Much of the less-trammeled Greece belongs to an era many Westerners know little about: the post-Hellenic Byzantine and Ottoman centuries that gave birth to what has come to be known in Modern Greek as Romiosyne (from reference to Constantinople, the Byzantine Empire's capital, as "the second Rome"). This "Romaic" Greece is historically Orthodox Christian, not pagan, with a heritage of monasteries and barrel-roofed churches, black-garbed widows, a lamb-and-pita cuisine savoring of the Middle East, and a language rich in Turkish and Italian borrowings. Because the Romaic aspect of Greek


The Convent of Saint Varvara RoussanouThe Convent of Saint Varvara Roussanou
 

history is less celebrated than the legacy of the ancients, Romaic sights draw fewer visitors, and the people living near them tend to be unjaded, and even disarmingly hospitable.

When the classical Greece of Athens and the Peloponnese declined, power shifted away from the south and finally found its locus in Constantinople, now Istanbul. Many Romaic sights, therefore, including the cloud-encircled Meteora monasteries, are located in the north of the country. Others dot the peripheries -- the hauntingly desolate Mani peninsula, once the domain of pirates, was, until the digging of the Corinth canal, the southernmost point of mainland Europe. Romiosyne's culture lives on as well, and often does so within a short ferry hop from Aegean tourist meccas -- the Isle of Folegandros, for example, has determinedly preserved its time-honored feasting traditions.

Visits to the Romaic enclaves described below may be the focus of a tour or be combined with travels elsewhere in the Hellenic peninsula. Almost nowhere in Greece is truly remote -- the country is relatively small, about the size of Alabama, and well-established bus and ferry networks cover all destinations. Away from resort areas expect accommodations to be basic but clean. Off-season $50 a day per person will suffice for meals and comfortable lodging in family-run hotels (in-season costs are about 20 percent more). In the smaller towns and villages well-maintained private rooms with bath may be found through local cafés, or by following the ROOMS signs that are often posted on the central square. For maps, prices, and detailed descriptions of what you will encounter off the beaten track, I would recommend or the guide. You may also wish to be in touch with the Greek National Tourist Organization, in New York, to obtain illustrated brochures and more information: the number is 212-421-5777.

**SUPPLIED MATERIAL:**
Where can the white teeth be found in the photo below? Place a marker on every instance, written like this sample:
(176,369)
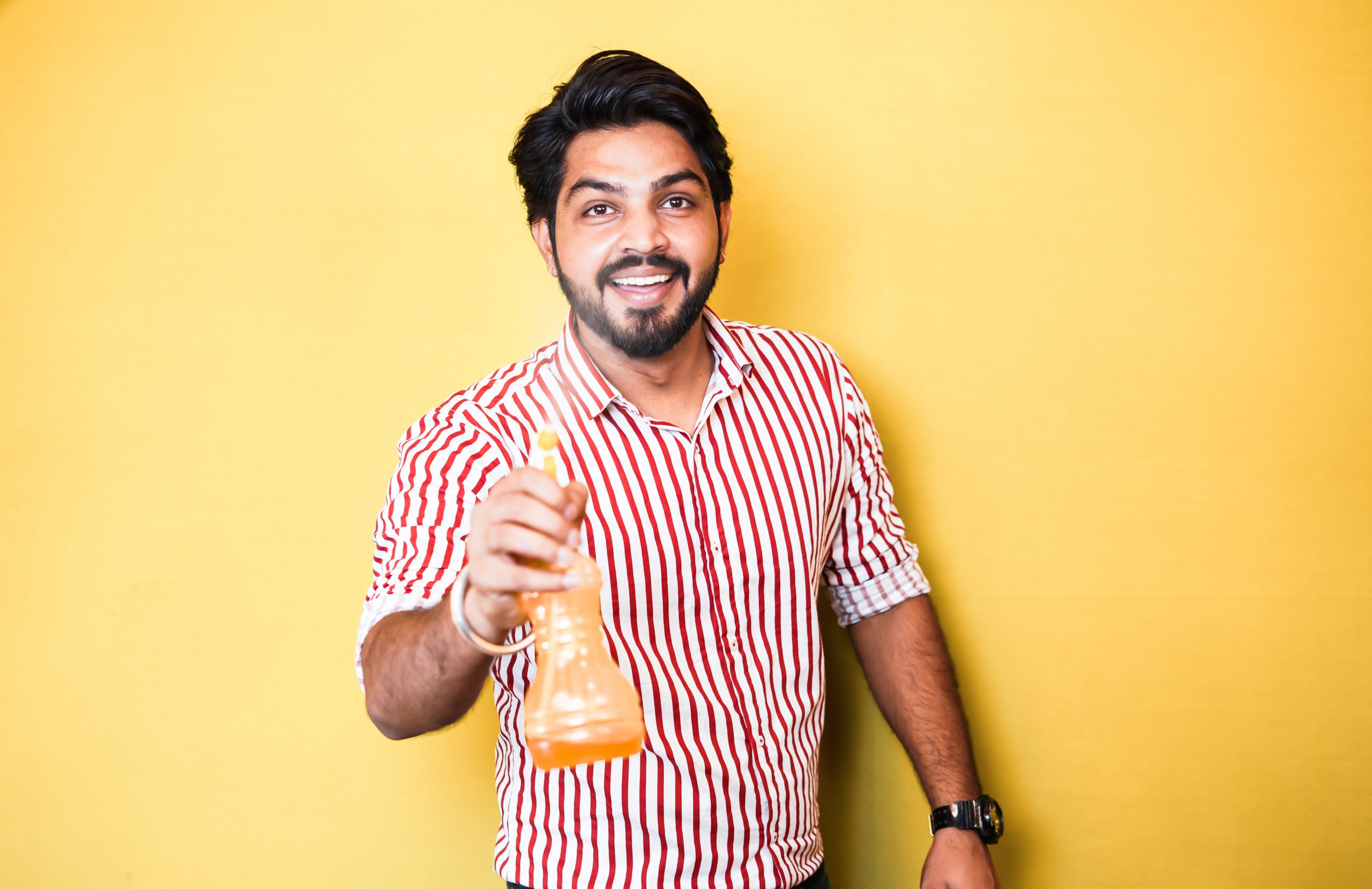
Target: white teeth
(656,279)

**WHAT YOU SHOULD DO:**
Please restate the passage on Romaic Greece from "When the classical" up to and including "time-honored feasting traditions.", swapping "pirates" for "smugglers". The material has no part in this.

**FINAL ANSWER:**
When the classical Greece of Athens and the Peloponnese declined, power shifted away from the south and finally found its locus in Constantinople, now Istanbul. Many Romaic sights, therefore, including the cloud-encircled Meteora monasteries, are located in the north of the country. Others dot the peripheries -- the hauntingly desolate Mani peninsula, once the domain of smugglers, was, until the digging of the Corinth canal, the southernmost point of mainland Europe. Romiosyne's culture lives on as well, and often does so within a short ferry hop from Aegean tourist meccas -- the Isle of Folegandros, for example, has determinedly preserved its time-honored feasting traditions.